§ **Text for analysis**
= Beginning of Section =

On March 11, the World Health Organisation (WHO) declared Covid-19 a pandemic after more than 1,000 cases had been confirmed worldwide. By that time, Uganda had not registered any case and for many Ugandans, the virus was a distant threat.
However, on March 21, Uganda registers her first case, a 36-year-old man who had travelled back from Dubai. To date, there are 52 confirmed cases in the country. Naturally, information about the virus has become more frequent and messages of how to prevent Covid-19 are being relayed on various media everyday.
It is, therefore, easy to think that everyone is fully informed about the disease, how it is spread and how it can be prevented, which is not true.
In a story, ‘Dysentery outbreak in Kalangala,’ in the Daily Monitor of April 9, Godfrey Adubi, the Kalangala District health inspector, said the dysentery outbreak is linked to residents abandoning use of pit-latrines for fear of contracting coronavirus.
Adubi says the residents claim they will contract coronavirus if they use the only public pit-latrine in the area, which was used by a positive Covid-19 case. The district confirmed its first case of Covid-19 on March 29.

= End of Section =

§ **Data shown**

= Beginning of Section =

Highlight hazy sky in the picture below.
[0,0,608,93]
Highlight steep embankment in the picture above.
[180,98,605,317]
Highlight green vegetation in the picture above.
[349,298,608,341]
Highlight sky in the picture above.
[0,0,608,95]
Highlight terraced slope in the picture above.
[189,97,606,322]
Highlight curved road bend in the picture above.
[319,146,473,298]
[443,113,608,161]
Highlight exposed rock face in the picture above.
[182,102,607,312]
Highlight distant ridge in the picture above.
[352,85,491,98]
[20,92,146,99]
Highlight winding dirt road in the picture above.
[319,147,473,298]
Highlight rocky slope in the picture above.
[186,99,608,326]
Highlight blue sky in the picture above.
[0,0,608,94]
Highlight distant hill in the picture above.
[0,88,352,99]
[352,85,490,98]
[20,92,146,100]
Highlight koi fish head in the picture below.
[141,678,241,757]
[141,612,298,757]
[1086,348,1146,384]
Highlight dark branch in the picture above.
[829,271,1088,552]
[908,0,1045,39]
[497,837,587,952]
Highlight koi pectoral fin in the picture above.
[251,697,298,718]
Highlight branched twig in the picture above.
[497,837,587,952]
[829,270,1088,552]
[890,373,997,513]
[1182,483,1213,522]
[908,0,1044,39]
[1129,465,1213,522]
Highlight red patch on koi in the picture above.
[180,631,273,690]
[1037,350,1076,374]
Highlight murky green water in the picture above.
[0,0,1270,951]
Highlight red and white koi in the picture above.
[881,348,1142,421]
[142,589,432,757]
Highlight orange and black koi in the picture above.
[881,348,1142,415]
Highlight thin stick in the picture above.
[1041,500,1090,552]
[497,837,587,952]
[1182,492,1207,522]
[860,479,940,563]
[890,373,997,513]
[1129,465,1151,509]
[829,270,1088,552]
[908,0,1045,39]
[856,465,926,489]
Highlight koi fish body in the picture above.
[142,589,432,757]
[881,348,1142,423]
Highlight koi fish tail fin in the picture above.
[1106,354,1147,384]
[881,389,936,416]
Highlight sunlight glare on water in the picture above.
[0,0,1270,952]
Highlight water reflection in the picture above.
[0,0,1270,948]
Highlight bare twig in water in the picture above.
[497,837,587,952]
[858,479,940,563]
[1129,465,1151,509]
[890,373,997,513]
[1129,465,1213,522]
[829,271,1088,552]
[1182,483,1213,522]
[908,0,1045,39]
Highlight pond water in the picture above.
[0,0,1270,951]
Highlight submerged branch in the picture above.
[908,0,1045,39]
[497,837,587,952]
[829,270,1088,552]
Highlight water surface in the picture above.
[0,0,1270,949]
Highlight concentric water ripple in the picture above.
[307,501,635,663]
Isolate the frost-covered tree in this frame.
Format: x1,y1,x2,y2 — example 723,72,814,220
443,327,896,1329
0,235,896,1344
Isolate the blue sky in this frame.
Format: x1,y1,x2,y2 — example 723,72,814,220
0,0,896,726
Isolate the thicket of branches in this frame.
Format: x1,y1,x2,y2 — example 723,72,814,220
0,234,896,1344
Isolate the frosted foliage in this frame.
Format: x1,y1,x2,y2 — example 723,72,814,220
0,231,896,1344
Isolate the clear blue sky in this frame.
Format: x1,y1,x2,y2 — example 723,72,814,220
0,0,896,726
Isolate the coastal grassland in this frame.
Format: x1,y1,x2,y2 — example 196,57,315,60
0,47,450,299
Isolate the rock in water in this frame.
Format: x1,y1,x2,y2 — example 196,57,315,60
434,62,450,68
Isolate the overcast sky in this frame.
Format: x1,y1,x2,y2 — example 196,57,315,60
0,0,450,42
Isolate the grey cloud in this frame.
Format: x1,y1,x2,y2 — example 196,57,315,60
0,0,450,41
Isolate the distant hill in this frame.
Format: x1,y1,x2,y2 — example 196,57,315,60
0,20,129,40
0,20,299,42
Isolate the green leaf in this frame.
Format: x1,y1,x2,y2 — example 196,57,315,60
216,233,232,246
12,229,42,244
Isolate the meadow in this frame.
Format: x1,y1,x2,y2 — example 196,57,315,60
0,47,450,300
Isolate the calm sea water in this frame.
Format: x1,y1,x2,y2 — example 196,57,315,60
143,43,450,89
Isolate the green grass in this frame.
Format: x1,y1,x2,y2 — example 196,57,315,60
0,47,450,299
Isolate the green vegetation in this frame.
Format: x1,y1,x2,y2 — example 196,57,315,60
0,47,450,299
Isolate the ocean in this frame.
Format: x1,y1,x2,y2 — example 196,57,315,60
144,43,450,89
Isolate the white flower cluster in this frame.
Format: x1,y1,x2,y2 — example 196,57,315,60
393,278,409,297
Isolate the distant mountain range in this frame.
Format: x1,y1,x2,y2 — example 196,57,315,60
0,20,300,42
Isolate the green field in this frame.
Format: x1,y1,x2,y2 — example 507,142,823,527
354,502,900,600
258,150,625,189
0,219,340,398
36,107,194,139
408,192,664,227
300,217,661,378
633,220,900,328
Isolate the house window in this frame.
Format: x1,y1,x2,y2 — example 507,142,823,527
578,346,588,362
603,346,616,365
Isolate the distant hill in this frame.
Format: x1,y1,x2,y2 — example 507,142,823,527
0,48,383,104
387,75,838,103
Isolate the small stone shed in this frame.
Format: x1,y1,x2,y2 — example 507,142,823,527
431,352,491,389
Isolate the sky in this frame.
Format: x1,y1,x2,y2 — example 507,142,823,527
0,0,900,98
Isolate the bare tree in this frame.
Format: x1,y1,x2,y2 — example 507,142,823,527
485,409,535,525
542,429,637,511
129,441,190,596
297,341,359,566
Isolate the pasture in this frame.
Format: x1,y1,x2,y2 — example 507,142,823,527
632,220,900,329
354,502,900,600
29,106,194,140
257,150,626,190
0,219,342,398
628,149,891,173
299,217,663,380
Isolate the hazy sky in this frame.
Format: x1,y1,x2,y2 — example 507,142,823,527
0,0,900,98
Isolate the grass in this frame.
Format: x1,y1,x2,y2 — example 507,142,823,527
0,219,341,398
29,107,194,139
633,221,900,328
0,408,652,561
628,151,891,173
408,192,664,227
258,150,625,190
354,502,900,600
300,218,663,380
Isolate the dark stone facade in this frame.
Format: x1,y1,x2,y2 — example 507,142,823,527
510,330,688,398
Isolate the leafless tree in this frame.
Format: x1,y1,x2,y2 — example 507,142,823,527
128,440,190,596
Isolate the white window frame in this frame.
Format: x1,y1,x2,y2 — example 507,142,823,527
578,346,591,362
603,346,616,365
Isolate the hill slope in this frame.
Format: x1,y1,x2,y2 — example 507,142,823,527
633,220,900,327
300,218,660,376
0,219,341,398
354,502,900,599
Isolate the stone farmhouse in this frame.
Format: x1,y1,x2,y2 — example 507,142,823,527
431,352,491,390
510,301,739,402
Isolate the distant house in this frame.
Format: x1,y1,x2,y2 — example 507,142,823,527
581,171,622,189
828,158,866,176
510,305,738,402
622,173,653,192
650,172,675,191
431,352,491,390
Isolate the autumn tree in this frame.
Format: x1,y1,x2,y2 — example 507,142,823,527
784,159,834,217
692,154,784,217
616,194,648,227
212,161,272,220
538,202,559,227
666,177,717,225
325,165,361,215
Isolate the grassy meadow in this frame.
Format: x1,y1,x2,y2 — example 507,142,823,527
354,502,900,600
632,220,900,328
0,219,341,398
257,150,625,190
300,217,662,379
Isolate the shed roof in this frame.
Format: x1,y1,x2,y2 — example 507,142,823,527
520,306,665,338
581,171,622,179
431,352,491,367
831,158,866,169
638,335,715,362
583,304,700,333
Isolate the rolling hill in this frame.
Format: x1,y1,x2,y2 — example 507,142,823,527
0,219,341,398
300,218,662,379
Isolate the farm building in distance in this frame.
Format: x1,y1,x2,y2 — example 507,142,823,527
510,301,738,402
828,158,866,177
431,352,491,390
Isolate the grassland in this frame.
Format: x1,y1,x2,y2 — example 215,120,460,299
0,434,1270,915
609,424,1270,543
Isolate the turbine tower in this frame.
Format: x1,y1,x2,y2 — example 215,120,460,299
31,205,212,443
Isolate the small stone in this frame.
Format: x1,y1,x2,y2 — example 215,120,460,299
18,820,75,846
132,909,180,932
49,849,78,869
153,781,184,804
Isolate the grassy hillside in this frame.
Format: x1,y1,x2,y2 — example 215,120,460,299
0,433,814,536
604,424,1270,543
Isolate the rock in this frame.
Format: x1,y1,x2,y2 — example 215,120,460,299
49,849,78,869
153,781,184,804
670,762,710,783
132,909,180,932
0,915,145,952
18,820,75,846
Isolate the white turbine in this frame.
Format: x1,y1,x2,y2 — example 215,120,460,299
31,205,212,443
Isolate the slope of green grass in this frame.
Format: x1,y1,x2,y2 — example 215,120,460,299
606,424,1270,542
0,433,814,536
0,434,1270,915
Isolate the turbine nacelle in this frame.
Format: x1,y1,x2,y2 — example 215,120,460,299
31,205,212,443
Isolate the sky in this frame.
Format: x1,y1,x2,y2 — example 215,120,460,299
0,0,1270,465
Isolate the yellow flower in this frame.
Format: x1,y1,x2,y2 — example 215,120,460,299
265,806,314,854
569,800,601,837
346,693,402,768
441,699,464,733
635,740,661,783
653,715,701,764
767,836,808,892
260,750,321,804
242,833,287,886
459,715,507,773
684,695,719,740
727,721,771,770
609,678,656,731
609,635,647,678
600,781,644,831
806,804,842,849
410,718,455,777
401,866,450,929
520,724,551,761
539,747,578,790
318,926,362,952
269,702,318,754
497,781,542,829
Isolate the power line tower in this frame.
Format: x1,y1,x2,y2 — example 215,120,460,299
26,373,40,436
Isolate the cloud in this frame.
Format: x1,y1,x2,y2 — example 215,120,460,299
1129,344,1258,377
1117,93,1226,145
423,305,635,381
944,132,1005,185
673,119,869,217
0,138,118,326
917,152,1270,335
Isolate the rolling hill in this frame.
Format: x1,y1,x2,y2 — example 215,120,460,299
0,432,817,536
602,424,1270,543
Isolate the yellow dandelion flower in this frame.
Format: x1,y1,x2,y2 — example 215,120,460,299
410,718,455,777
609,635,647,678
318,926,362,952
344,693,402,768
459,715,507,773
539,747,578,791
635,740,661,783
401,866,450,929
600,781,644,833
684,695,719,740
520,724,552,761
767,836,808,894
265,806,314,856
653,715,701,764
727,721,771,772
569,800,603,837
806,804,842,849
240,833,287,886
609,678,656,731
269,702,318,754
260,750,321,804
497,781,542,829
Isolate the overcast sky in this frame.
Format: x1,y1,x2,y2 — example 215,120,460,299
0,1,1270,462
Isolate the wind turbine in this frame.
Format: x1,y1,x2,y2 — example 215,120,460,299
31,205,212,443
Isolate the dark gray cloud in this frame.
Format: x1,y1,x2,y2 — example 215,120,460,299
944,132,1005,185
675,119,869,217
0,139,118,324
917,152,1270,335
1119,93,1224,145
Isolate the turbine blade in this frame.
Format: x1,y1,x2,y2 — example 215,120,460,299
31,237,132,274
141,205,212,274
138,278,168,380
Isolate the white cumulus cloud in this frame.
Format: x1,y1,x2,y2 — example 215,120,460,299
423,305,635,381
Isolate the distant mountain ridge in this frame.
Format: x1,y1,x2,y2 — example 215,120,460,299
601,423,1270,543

= End of Section =

§ **List of tasks**
[1] Answer these questions from the text on Covid-19 in Uganda:
(a) On what date did the WHO declare Covid-19 a pandemic?
(b) From where had Uganda's first confirmed case travelled back?
(c) What position does Godfrey Adubi hold?
[2] Switch "relayed" to "broadcast" and write out the passage of the text on Covid-19 in Uganda starting at "However, on March" and ending at "of contracting coronavirus.".

§ **Task-by-task results**
[1]
(a) March 11
(b) Dubai
(c) Kalangala District health inspector

[2]
However, on March 21, Uganda registers her first case, a 36-year-old man who had travelled back from Dubai. To date, there are 52 confirmed cases in the country. Naturally, information about the virus has become more frequent and messages of how to prevent Covid-19 are being broadcast on various media everyday.
It is, therefore, easy to think that everyone is fully informed about the disease, how it is spread and how it can be prevented, which is not true.
In a story, ‘Dysentery outbreak in Kalangala,’ in the Daily Monitor of April 9, Godfrey Adubi, the Kalangala District health inspector, said the dysentery outbreak is linked to residents abandoning use of pit-latrines for fear of contracting coronavirus.